→ **Brief**: Rewrite every row below with "top-left corner" switched to "upper-left corner" wherever it occurs, and keep everything else the same.

## BEGIN Dataset excerpts

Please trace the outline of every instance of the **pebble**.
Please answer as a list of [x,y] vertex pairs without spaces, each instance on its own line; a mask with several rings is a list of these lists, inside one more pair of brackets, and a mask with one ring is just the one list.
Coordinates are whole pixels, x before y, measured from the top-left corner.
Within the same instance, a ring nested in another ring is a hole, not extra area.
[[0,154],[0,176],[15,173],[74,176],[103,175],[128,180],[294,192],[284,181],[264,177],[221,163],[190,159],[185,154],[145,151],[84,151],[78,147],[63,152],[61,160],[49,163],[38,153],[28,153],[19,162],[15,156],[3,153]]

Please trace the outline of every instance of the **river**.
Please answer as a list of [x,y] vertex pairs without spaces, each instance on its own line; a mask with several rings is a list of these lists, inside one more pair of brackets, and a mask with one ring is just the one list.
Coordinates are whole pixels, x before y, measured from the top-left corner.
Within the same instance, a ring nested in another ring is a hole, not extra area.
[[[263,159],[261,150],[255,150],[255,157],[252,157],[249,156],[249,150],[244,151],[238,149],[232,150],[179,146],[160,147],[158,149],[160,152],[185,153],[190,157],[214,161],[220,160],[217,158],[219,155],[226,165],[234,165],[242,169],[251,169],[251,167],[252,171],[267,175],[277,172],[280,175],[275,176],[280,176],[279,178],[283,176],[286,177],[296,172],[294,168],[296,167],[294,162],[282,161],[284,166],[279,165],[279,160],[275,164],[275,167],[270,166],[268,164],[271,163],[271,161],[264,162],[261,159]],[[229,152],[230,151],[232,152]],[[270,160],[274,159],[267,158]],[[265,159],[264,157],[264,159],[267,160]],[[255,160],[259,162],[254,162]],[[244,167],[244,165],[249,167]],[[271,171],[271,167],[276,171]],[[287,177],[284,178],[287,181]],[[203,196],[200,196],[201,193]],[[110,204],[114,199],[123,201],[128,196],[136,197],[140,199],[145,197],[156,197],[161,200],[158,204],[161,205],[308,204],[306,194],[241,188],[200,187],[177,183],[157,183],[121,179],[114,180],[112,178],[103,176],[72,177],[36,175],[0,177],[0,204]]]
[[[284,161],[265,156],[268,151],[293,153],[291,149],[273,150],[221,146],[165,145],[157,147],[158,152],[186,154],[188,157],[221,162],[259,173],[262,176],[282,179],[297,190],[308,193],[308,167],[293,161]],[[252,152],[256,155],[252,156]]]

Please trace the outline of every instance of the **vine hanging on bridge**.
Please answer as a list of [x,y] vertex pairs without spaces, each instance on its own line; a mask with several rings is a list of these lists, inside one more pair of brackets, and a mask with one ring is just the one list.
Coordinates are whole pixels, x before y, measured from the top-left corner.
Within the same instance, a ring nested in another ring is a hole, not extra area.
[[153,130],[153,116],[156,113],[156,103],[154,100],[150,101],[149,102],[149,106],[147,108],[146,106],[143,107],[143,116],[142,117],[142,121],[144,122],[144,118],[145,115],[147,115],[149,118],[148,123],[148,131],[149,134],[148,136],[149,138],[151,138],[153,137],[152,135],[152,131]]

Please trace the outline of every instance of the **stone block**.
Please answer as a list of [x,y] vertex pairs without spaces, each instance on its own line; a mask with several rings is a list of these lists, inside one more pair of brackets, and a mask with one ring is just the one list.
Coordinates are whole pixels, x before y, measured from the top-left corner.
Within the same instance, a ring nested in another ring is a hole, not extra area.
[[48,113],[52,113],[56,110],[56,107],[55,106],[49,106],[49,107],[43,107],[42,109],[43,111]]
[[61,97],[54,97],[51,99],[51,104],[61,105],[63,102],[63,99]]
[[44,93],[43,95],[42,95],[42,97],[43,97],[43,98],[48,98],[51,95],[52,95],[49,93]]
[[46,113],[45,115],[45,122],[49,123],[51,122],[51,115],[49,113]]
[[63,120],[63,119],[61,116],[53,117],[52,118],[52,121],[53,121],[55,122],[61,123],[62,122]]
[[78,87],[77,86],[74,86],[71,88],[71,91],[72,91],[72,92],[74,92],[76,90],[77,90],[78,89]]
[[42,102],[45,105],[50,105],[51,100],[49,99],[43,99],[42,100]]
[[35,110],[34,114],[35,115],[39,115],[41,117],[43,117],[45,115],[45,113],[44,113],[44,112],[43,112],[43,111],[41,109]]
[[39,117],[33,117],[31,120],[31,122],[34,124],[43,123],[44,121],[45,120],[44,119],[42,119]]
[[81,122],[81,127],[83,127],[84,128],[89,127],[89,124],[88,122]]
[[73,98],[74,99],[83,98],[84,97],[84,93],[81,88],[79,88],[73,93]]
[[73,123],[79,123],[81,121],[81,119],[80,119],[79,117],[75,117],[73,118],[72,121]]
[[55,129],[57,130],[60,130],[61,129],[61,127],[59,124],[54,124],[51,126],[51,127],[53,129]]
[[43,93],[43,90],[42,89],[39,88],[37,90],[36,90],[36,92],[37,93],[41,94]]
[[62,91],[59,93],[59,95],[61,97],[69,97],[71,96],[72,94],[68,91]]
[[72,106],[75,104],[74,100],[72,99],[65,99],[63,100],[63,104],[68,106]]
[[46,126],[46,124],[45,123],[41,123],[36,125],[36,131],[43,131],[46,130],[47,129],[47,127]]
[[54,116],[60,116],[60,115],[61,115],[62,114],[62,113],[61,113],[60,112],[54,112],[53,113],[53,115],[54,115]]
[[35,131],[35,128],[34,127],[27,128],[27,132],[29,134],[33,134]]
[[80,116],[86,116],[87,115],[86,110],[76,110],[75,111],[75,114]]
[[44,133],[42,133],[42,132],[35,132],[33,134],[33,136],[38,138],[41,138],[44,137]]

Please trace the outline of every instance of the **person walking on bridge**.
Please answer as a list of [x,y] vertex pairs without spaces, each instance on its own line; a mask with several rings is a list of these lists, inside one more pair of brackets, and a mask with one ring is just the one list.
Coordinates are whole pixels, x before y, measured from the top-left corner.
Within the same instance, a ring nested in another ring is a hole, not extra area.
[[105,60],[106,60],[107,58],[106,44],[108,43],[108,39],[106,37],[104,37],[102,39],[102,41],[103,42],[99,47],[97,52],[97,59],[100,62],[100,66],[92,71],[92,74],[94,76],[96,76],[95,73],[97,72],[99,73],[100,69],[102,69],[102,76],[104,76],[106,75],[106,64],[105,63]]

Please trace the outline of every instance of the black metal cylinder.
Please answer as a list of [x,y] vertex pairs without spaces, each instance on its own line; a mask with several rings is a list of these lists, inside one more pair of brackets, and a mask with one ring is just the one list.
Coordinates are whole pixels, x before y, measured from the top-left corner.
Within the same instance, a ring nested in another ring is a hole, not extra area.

## END Dataset excerpts

→ **Written solution**:
Please trace the outline of every instance of the **pebble**.
Please answer as a list of [x,y] vertex pairs without spaces, each instance on its own line; a mask with several rings is a list of these lists, inside one more pair of brackets, and a mask with one ring is just the one list.
Coordinates are whole pixels, x before y, measured from the upper-left corner.
Within the same instance, a ring nested in another ring is a hole, not extra area.
[[0,154],[0,176],[15,173],[74,176],[103,175],[128,180],[294,192],[284,181],[264,177],[221,163],[190,159],[185,154],[145,151],[84,151],[78,147],[63,152],[61,160],[49,163],[38,153],[28,153],[19,162],[15,156],[3,153]]

Please trace the outline of every instance of the **river**.
Please answer as a list of [x,y] vertex pairs without spaces, each instance on its own line; a mask with several rings is a list of these lists, inside one more pair of brackets, and a mask with one ring is just the one list.
Coordinates are whole pixels, x before y, measured from the upper-left corner.
Within the same instance, a ring nested in another ring is a hole, not extra area.
[[[263,159],[261,150],[255,150],[255,157],[252,157],[249,156],[249,150],[244,151],[238,149],[232,150],[179,146],[160,147],[158,149],[160,152],[185,153],[190,157],[214,161],[220,160],[217,158],[219,155],[226,165],[234,165],[242,169],[251,169],[251,167],[252,171],[267,175],[277,172],[280,175],[275,176],[280,176],[279,178],[283,176],[286,177],[296,172],[294,168],[296,167],[294,162],[282,161],[284,166],[279,165],[279,160],[275,164],[275,167],[270,166],[268,164],[271,163],[271,161],[264,162],[261,159]],[[229,152],[230,151],[232,152]],[[270,160],[274,159],[267,158]],[[265,159],[264,157],[264,159],[267,160]],[[255,160],[259,162],[254,162]],[[244,167],[244,165],[249,167]],[[271,171],[271,167],[276,171]],[[287,177],[284,178],[287,181]],[[203,196],[200,196],[201,193]],[[110,204],[114,199],[123,201],[128,196],[136,197],[140,199],[145,197],[156,197],[161,200],[158,204],[161,205],[308,204],[306,194],[241,188],[200,187],[177,183],[157,183],[121,179],[114,180],[112,178],[103,176],[72,177],[36,175],[0,177],[0,204]]]
[[[284,161],[265,156],[268,151],[293,153],[291,149],[273,150],[221,146],[165,145],[157,147],[158,152],[186,154],[188,157],[221,162],[259,173],[262,176],[282,179],[297,190],[308,193],[308,167],[293,161]],[[252,152],[256,155],[252,156]]]

Please trace the outline of every instance of the **vine hanging on bridge**.
Please answer as a list of [x,y] vertex pairs without spaces, each instance on its own line; a mask with several rings is a list of these lists, inside one more pair of brackets, and a mask with one ring is just the one list.
Coordinates are whole pixels, x before y, measured from the upper-left corner.
Within the same instance, a ring nested in another ring is a hole, not extra area.
[[153,130],[153,116],[156,113],[156,103],[154,100],[150,101],[149,102],[149,106],[147,108],[146,106],[143,107],[143,116],[142,117],[142,121],[144,122],[144,118],[145,115],[147,115],[149,118],[148,123],[148,131],[149,134],[148,136],[149,138],[151,138],[153,137],[152,135],[152,131]]

Please trace the outline of every instance of the **stone block**.
Please answer as a list of [x,y] vertex pairs without spaces, each instance on its own line; a mask with several rings is a list of these lists, inside one more pair of brackets, and a mask with one ring is just the one list.
Coordinates are whole pixels, x before y, measured from the upper-left corner.
Within the same instance, a ring nested in another ring is a hole, not extra area.
[[48,113],[52,113],[56,110],[56,107],[55,106],[49,106],[49,107],[43,107],[42,109],[43,111]]
[[61,97],[54,97],[51,99],[51,104],[61,105],[63,102],[63,99]]
[[44,93],[43,95],[42,95],[42,97],[43,97],[43,98],[48,98],[51,95],[52,95],[49,93]]
[[46,113],[45,115],[45,122],[49,123],[51,122],[51,115],[49,113]]
[[63,120],[63,119],[61,116],[53,117],[52,118],[52,121],[53,121],[55,122],[61,123],[62,122]]
[[78,87],[77,86],[74,86],[71,88],[71,91],[72,91],[72,92],[74,92],[76,90],[77,90],[78,89]]
[[42,102],[45,105],[50,105],[51,100],[49,99],[43,99],[42,100]]
[[35,110],[34,114],[35,115],[39,115],[41,117],[43,117],[45,115],[45,113],[44,113],[44,112],[43,112],[43,111],[41,109]]
[[39,117],[33,117],[31,120],[31,122],[34,124],[43,123],[44,121],[45,120],[44,119],[42,119]]
[[81,122],[81,127],[83,127],[84,128],[89,127],[89,124],[88,122]]
[[73,98],[74,99],[83,98],[84,97],[84,93],[81,88],[79,88],[73,93]]
[[73,123],[79,123],[81,121],[81,119],[80,119],[79,117],[75,117],[73,118],[72,121]]
[[55,129],[57,130],[60,130],[61,129],[61,127],[59,124],[54,124],[51,126],[51,127],[53,129]]
[[43,93],[43,90],[42,89],[39,88],[37,90],[36,90],[36,92],[37,93],[41,94]]
[[62,91],[59,93],[59,95],[61,97],[69,97],[71,96],[72,94],[68,91]]
[[72,106],[75,104],[74,100],[72,99],[65,99],[63,100],[63,104],[68,106]]
[[46,126],[46,124],[45,123],[41,123],[36,125],[36,131],[43,131],[46,130],[47,129],[47,127]]
[[54,116],[60,116],[60,115],[61,115],[62,114],[62,113],[61,113],[60,112],[54,112],[53,113],[53,115],[54,115]]
[[35,131],[35,128],[34,127],[27,128],[27,132],[29,134],[33,134]]
[[80,116],[86,116],[87,115],[86,110],[76,110],[75,111],[75,114]]
[[44,133],[42,133],[42,132],[35,132],[33,134],[33,136],[38,138],[41,138],[44,137]]

Please trace the outline of every instance of the **person walking on bridge**.
Please answer as a list of [x,y] vertex pairs without spaces, each instance on its own line; a mask with several rings is a list of these lists, inside one more pair of brackets, and a mask with one ring is just the one list.
Coordinates are whole pixels, x before y, measured from the upper-left corner.
Within the same instance, a ring nested in another ring is a hole, not extra area.
[[105,60],[106,60],[107,58],[106,44],[108,43],[108,39],[106,37],[104,37],[102,39],[102,41],[103,42],[99,47],[97,52],[97,59],[100,62],[100,66],[92,71],[92,74],[94,76],[96,76],[95,73],[97,72],[99,73],[100,69],[102,69],[102,76],[104,76],[106,75],[106,64],[105,63]]

Please trace the outline of every instance of the black metal cylinder.
Please answer as a list of [x,y] vertex pairs without spaces, each instance on its own line; a mask with several rings is a list of these lists, inside one more pair of brackets, and a mask with one ring is just the one list.
Coordinates are whole pixels, x before y, measured from the upper-left corner.
Within the same instance, a ring nested in another ring is a hole, not extra area.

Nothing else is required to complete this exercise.